◆ Vorliegender Text

Neuerschienen sind die wesentlich erweiterten Zweitausgaben der oben
erwähnten Handbücher, das 660-seitige Historical Dictionary of Albania
(Historisches Lexikon zu Albanien), Lanham, Maryland, 2010, und das 451-
seitige Historical Dictionary of Kosovo (Historisches Lexikon zu Kosovo),
Lanham, Maryland, 2011. Diese zwei Handbücher sind auch ins Albanische
übersetzt worden.

Einträge aus einem Datensatz
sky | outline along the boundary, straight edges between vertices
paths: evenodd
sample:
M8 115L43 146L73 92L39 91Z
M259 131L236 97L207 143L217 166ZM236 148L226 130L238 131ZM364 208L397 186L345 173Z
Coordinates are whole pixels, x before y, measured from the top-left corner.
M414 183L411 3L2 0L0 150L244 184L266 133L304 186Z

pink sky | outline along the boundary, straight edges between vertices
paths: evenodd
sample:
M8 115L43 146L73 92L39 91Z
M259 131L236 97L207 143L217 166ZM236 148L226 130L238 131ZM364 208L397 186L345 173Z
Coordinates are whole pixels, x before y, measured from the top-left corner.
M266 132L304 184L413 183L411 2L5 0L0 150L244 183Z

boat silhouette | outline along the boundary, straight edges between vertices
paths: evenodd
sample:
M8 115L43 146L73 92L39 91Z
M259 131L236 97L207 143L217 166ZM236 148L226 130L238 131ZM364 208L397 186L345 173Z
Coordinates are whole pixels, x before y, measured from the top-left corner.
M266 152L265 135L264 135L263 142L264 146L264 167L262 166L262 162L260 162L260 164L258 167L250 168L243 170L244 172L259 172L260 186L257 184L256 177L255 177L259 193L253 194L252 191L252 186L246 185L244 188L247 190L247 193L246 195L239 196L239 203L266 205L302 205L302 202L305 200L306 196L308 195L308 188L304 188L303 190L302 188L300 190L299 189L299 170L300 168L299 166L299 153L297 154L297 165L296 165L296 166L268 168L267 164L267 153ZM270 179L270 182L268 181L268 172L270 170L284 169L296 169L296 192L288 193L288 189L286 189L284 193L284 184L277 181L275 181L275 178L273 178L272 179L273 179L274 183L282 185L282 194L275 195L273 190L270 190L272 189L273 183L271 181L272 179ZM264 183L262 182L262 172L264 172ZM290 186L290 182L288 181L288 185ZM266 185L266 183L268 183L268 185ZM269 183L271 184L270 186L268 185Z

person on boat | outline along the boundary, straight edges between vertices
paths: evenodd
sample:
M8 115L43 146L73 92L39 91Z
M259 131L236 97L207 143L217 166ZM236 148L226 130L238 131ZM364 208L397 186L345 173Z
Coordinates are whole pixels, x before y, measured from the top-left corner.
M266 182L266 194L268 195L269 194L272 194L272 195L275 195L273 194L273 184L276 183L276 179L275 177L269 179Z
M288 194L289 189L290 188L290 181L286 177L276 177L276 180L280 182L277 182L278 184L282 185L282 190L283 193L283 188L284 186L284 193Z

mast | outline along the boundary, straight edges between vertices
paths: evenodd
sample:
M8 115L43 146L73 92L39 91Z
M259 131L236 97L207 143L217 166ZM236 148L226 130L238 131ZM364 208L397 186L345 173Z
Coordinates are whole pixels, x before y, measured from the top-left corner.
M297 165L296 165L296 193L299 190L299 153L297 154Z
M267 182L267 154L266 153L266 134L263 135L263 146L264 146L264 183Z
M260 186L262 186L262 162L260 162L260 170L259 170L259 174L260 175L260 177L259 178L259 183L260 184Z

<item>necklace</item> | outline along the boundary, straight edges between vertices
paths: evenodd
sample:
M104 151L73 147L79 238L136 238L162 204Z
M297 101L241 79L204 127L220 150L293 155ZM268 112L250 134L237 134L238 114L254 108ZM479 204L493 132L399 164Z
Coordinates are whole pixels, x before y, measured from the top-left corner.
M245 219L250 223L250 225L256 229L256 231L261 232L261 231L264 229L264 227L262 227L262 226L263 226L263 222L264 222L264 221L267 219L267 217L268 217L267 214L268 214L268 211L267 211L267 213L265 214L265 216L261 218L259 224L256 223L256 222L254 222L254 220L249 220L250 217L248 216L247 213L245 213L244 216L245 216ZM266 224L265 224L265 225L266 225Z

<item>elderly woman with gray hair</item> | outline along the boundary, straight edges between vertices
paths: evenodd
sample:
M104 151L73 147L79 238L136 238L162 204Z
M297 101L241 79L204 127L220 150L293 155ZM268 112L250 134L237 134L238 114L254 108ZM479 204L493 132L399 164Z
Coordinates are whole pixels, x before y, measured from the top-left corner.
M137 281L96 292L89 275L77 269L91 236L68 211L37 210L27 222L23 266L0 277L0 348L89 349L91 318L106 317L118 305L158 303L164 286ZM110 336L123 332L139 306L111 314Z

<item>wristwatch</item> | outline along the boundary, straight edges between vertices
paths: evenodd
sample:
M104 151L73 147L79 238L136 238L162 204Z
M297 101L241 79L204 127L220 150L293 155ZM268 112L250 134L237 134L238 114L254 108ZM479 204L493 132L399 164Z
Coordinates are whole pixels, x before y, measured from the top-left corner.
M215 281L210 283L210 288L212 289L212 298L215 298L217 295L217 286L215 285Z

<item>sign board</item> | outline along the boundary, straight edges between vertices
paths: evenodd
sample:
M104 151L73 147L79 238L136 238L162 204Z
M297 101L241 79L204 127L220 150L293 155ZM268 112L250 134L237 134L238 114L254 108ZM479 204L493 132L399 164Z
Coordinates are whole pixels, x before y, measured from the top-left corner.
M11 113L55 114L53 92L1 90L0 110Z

◆ Was zu tun ist
**a)** Fasse den Text über die Lexika zu Albanien und Kosovo in zwei Sätzen zusammen.
**b)** Setze den Text über die Lexika zu Albanien und Kosovo nach seinem letzten Satz fort.

◆ Die Lösungen
**a)** Die wesentlich erweiterten Zweitausgaben zweier Handbücher sind neu erschienen: das 660-seitige Historical Dictionary of Albania (Lanham, Maryland, 2010) und das 451-seitige Historical Dictionary of Kosovo (Lanham, Maryland, 2011). Beide Handbücher sind auch ins Albanische übersetzt worden.

**b)**
Obgleich die Albanologie Hauptaugenmerk der Forschungstätigkeit und
dementsprechend auch der Veröffentlichungen von Robert Elsie gewesen ist,
hat er auch in anderen Bereichen anerkannte Werke veröffentlicht. Unter diesen
sind: Dialect Relationships in Goidelic: A Study in Celtic Dialectology (Dialekt-
beziehungen im Goidelischen: eine Untersuchung keltischer Dialektologie),
Hamburg 1986; die Lyrikanthologien The Pied Poets: Contemporary Verse of the
Transylvanian and Danube Germans of Romania (Eine bunte Dichterpalette: die
zeitgenössische Lyrik der Siebenbürger Sachsen und Donauschwaben
Rumäniens), London 1990; und An Anthology of Sorbian Poetry from the 16th-20th
Centuries (Anthologie sorbischer Lyrik vom 16. bis zum 20. Jh.), London 1990,
sowie eine deutsche Übertragung des modernen griechischen Dichters
Konstantinos Kavafis (1863-1933) in Konstantinos Kavafis: Das Gesamtwerk,
griechisch und deutsch, Zürich 1997.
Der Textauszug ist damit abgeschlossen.